**Provided text**

Just What We Do
Snow. Pigs. Skis. The Hick.
I think I’ve mentioned this before, but occasionally it occurs to me how infrequently I write about food. I mean, crikey, we grow somewheres north of 90% of our food, and you can’t do that without having it be a pretty big ole part of your life. But I hardly ever write about it. Or maybe I do, just peripherally. I mean, chores are food, right? Both literally and metaphorically, I suppose.
Anyway, I was pawing thorough the freezer last night, resting my gut on the rim of its open maw to take some pressure off my poor back (it’s getting better, thanks for asking), and I had to chuckle. There was beef, and pork, and lamb, and chicken, and chicken broth. There was beef broth, and blueberries, and wild blackberries, and venison, and strawberries and jars of butter. There were quart containers of chicken livers and a bunch of the maple sausage we like to make, and still a number of packages of bacon, thank goodness, though our current porcine companions are beginning to take on the sheen of succulence that has me looking at them with ill intent. There were bags of frozen peas and green beans from the garden, and a couple of muskrat hides the boys haven’t yet fleshed, and big bag of chicken feet for making into stock and… you get the idea. Behind me, across the basement, was the door to the root cellar, and in there sat kimchi and potatoes and carrots and lacto-fermented green beans and salsa and applesauce and probably a few jars of some long ago fermentation experiment gone bad. I really need to clean out the root cellar.

**Problems and tasks**
1. Write out the stretch of the post about homegrown food from "Just What We" through "metaphorically, I suppose.".
2. Summarize the post about homegrown food in two sentences.
3. Continue the post about homegrown food, picking up after its last sentence.
The lines after this point come from a separate source.

**Information given**
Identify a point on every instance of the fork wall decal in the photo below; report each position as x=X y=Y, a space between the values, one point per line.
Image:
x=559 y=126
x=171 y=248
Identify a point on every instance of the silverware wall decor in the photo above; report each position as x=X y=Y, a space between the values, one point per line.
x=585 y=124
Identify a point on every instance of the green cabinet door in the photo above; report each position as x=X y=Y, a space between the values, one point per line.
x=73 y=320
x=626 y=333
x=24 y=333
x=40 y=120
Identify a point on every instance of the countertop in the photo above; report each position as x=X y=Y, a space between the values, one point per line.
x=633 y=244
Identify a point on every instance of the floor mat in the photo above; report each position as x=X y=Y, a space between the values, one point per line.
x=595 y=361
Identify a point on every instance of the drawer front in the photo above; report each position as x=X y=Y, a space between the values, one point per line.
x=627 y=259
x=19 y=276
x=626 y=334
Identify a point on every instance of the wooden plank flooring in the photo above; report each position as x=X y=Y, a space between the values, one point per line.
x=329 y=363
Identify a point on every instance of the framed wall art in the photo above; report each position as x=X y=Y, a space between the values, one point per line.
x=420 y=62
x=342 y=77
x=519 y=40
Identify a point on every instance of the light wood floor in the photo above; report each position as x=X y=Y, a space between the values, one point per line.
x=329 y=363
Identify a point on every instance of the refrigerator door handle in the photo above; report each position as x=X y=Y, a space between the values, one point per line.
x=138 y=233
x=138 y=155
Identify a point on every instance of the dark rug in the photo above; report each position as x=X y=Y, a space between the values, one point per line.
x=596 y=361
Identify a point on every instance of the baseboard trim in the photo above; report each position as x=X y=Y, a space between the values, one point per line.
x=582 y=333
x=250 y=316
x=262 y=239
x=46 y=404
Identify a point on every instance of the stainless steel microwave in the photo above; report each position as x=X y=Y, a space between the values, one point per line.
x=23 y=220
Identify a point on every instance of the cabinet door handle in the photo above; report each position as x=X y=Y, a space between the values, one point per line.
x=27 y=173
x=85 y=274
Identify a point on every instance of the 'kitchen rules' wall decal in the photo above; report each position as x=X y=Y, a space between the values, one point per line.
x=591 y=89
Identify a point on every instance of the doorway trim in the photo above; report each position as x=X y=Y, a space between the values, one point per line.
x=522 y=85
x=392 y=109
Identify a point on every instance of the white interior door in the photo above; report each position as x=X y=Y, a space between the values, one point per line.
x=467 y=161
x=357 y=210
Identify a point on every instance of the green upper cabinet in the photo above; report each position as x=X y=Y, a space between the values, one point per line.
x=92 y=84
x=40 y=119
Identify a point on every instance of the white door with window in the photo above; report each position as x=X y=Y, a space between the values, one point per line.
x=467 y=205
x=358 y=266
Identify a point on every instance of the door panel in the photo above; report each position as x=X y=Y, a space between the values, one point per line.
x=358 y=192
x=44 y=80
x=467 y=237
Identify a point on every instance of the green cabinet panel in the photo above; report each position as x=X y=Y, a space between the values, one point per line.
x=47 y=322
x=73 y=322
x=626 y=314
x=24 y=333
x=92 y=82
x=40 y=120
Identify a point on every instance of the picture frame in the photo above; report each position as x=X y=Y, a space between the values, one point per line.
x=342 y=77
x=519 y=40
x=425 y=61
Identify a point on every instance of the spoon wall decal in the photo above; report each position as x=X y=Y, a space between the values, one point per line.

**Expected results**
1.
Just What We Do
Snow. Pigs. Skis. The Hick.
I think I’ve mentioned this before, but occasionally it occurs to me how infrequently I write about food. I mean, crikey, we grow somewheres north of 90% of our food, and you can’t do that without having it be a pretty big ole part of your life. But I hardly ever write about it. Or maybe I do, just peripherally. I mean, chores are food, right? Both literally and metaphorically, I suppose.

2. The writer notes that although the household grows somewhere north of 90% of its food, food rarely comes up in the writing, except perhaps peripherally through chores. Leaning into the freezer the previous night, the writer chuckled at how much it held, including meats, broths, berries, butter, bacon, garden vegetables, muskrat hides and chicken feet, while the root cellar across the basement held kimchi, potatoes, carrots, fermented green beans, salsa and applesauce.

3.
For some reason, as I pawed for today’s lunch (lamb stew, yumilicious) I got to thinking about how once in a while I travel to an urban setting, usually for some book-related event or another, and how on some of these trips I end up in a Whole Foods looking for something food-ish. And how it’s actually happened that I’ve become so overwhelmed by the scene that I’ve turned tail and walked out the door empty-handed. I mean, there’s food there, to be sure, and some of it’s actually pretty good. Not most, not even a slim majority. But some. Still, the sensory overload: The swirl of colors, the intermingling smells, the disorienting rush of shoppers jabbering on their phones as they fill carts with free range organic toilet paper and certified humane pre-marinated soy cutlets (oy, that was kind of mean. But funny, you have to admit). Having shopped primarily out of our basement and fields for the past 15 years, it’s just too damn much, and so the poor overwhelmed country hick flees the scene.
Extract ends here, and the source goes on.